— Data to use —
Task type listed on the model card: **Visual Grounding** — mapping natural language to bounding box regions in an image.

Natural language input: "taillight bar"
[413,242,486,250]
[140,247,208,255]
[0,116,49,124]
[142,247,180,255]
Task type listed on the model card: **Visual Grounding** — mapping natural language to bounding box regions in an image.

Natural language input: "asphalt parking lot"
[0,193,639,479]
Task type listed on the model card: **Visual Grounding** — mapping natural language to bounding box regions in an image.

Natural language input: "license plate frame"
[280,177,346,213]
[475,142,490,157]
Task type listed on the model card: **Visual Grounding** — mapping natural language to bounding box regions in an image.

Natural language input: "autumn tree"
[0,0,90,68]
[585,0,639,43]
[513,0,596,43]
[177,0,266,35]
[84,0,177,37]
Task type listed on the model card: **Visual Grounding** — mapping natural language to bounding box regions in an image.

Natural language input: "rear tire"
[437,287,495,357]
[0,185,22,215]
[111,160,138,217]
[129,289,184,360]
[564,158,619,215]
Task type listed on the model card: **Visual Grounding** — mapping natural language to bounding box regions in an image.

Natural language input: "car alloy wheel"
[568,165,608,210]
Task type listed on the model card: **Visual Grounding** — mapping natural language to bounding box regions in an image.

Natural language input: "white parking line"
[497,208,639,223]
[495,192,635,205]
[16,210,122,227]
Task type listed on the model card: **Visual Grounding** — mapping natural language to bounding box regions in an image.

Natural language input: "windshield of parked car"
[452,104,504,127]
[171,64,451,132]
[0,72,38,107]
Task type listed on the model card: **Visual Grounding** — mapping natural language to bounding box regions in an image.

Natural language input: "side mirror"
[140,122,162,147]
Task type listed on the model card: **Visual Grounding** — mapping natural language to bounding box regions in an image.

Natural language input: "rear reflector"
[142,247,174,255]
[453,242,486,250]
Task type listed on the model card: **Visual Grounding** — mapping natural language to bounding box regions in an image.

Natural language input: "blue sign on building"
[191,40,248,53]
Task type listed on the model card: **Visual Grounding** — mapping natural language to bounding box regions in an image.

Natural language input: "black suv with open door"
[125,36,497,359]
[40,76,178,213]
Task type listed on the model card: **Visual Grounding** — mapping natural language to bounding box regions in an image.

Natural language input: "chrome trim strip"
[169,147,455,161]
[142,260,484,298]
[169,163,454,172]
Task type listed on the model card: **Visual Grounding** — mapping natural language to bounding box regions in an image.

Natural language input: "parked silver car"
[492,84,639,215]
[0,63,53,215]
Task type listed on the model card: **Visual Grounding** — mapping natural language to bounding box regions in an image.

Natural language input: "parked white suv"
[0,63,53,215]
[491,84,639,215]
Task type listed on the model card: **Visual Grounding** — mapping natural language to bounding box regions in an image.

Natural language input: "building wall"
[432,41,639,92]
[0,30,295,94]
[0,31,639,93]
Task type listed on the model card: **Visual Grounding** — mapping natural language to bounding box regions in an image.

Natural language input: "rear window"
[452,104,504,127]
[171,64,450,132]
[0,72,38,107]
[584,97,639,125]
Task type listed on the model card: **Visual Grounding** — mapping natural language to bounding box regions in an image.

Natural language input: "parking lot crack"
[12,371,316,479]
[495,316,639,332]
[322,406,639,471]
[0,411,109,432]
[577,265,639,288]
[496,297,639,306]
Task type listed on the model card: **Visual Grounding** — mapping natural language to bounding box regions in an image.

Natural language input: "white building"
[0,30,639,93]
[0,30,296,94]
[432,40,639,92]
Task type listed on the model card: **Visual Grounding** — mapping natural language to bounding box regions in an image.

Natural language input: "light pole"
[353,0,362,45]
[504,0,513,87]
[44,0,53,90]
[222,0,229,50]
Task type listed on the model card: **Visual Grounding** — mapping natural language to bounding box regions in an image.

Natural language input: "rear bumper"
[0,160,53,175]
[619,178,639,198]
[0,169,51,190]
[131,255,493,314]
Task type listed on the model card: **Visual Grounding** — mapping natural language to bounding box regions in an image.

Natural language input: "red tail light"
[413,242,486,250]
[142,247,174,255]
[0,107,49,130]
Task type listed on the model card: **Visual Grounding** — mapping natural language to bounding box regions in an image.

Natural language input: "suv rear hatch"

— Task —
Format every line of the records above as a JSON list of strings, with one string per line and blank lines omitted.

— Solution to this problem —
[
  "Task type listed on the model card: **Visual Grounding** — mapping natural language to bounding box regions in an image.",
  "Natural language input: \"taillight bar\"",
  "[413,242,486,250]",
  "[140,247,208,255]",
  "[0,116,49,124]",
  "[142,247,180,255]",
  "Task type listed on the model card: **Visual Grounding** — mapping natural language to bounding box regions in an image.",
  "Natural language input: \"asphalt parking lot\"",
  "[0,193,639,479]",
  "Task type listed on the model card: **Visual Grounding** — mapping natural language to bounding box regions in an image.",
  "Natural language input: \"license plate frame\"",
  "[280,177,346,213]",
  "[475,142,490,157]",
  "Task type listed on the model card: **Visual Grounding** — mapping natural language to bounding box regions in an image.",
  "Natural language input: \"autumn tree\"",
  "[0,0,90,68]",
  "[585,0,639,43]",
  "[513,0,596,43]",
  "[177,0,266,35]",
  "[84,0,177,37]",
  "Task type listed on the model card: **Visual Grounding** — mapping natural language to bounding box regions in an image.",
  "Natural language input: \"rear tire\"",
  "[437,287,495,357]",
  "[0,185,22,215]",
  "[111,160,138,217]",
  "[129,289,184,360]",
  "[564,158,619,215]",
  "Task type listed on the model card: **Visual Grounding** — mapping natural language to bounding box regions in an image.",
  "Natural language input: \"car alloy wheel\"",
  "[568,165,608,210]",
  "Task type listed on the model card: **Visual Grounding** — mapping natural language to bounding box regions in an image.",
  "Natural language input: \"white parking line\"",
  "[497,208,639,223]",
  "[495,192,635,205]",
  "[16,210,122,227]",
  "Task type listed on the model card: **Visual Grounding** — mapping natural language to bounding box regions in an image.",
  "Natural language input: \"windshield of parked car\"",
  "[452,104,504,127]",
  "[171,64,451,132]",
  "[0,72,38,107]",
  "Task type listed on the model card: **Visual Grounding** — mapping natural language to bounding box regions in an image.",
  "Natural language input: \"side mirror\"",
  "[140,122,162,147]",
  "Task type listed on the model card: **Visual Grounding** — mapping natural language to bounding box regions in an image.",
  "Natural language input: \"rear reflector\"",
  "[142,247,174,255]",
  "[453,242,486,250]",
  "Task type listed on the model card: **Visual Grounding** — mapping natural language to bounding box regions in an image.",
  "Natural language input: \"blue sign on building\"",
  "[191,40,248,53]",
  "Task type listed on the model card: **Visual Grounding** — mapping natural language to bounding box regions in an image.",
  "Natural language input: \"black suv with open door\"",
  "[125,36,497,359]",
  "[40,76,178,213]",
  "Task type listed on the model card: **Visual Grounding** — mapping natural language to bounding box regions in an image.",
  "Natural language input: \"chrome trim strip\"",
  "[169,147,455,161]",
  "[142,260,484,298]",
  "[169,163,454,172]",
  "Task type listed on the model card: **Visual Grounding** — mapping natural language to bounding box regions in an image.",
  "Natural language input: \"parked silver car\"",
  "[492,84,639,215]",
  "[0,63,53,215]",
  "Task type listed on the model card: **Visual Grounding** — mapping natural language to bounding box regions in an image.",
  "Natural language input: \"parked white suv\"",
  "[0,63,53,215]",
  "[491,84,639,215]",
  "Task type listed on the model card: **Visual Grounding** — mapping natural language to bounding box regions in an image.",
  "Natural language input: \"building wall\"",
  "[432,41,639,92]",
  "[0,30,295,94]",
  "[0,31,639,93]",
  "Task type listed on the model card: **Visual Grounding** — mapping natural language to bounding box regions in an image.",
  "Natural language input: \"rear window\"",
  "[452,104,504,127]",
  "[171,64,450,132]",
  "[0,72,38,107]",
  "[584,97,639,125]",
  "Task type listed on the model card: **Visual Grounding** — mapping natural language to bounding box regions in an image.",
  "Natural language input: \"parking lot crack\"",
  "[12,371,316,479]",
  "[495,316,639,332]",
  "[322,406,639,471]",
  "[0,411,109,432]",
  "[577,265,639,288]",
  "[496,297,639,306]",
  "Task type listed on the model card: **Visual Grounding** — mapping natural language to bounding box regions in an image.",
  "Natural language input: \"white building\"",
  "[0,30,639,93]",
  "[0,30,296,94]",
  "[432,40,639,92]",
  "Task type listed on the model card: **Visual Grounding** — mapping natural language to bounding box regions in an image.",
  "Natural language input: \"light pole\"",
  "[353,0,362,45]",
  "[504,0,513,87]",
  "[44,0,53,90]",
  "[222,0,229,50]",
  "Task type listed on the model card: **Visual Grounding** — mapping natural language to bounding box regions in an image.",
  "Natural language input: \"rear bumper\"",
  "[0,160,53,175]",
  "[619,178,639,198]",
  "[0,169,51,190]",
  "[131,255,493,314]",
  "Task type listed on the model card: **Visual Grounding** — mapping natural language to bounding box regions in an image.",
  "Natural language input: \"red tail light\"",
  "[413,242,486,250]",
  "[142,247,174,255]",
  "[0,107,49,130]",
  "Task type listed on the model card: **Visual Grounding** — mapping natural language to bounding box regions in an image.",
  "Natural language input: \"suv rear hatch\""
]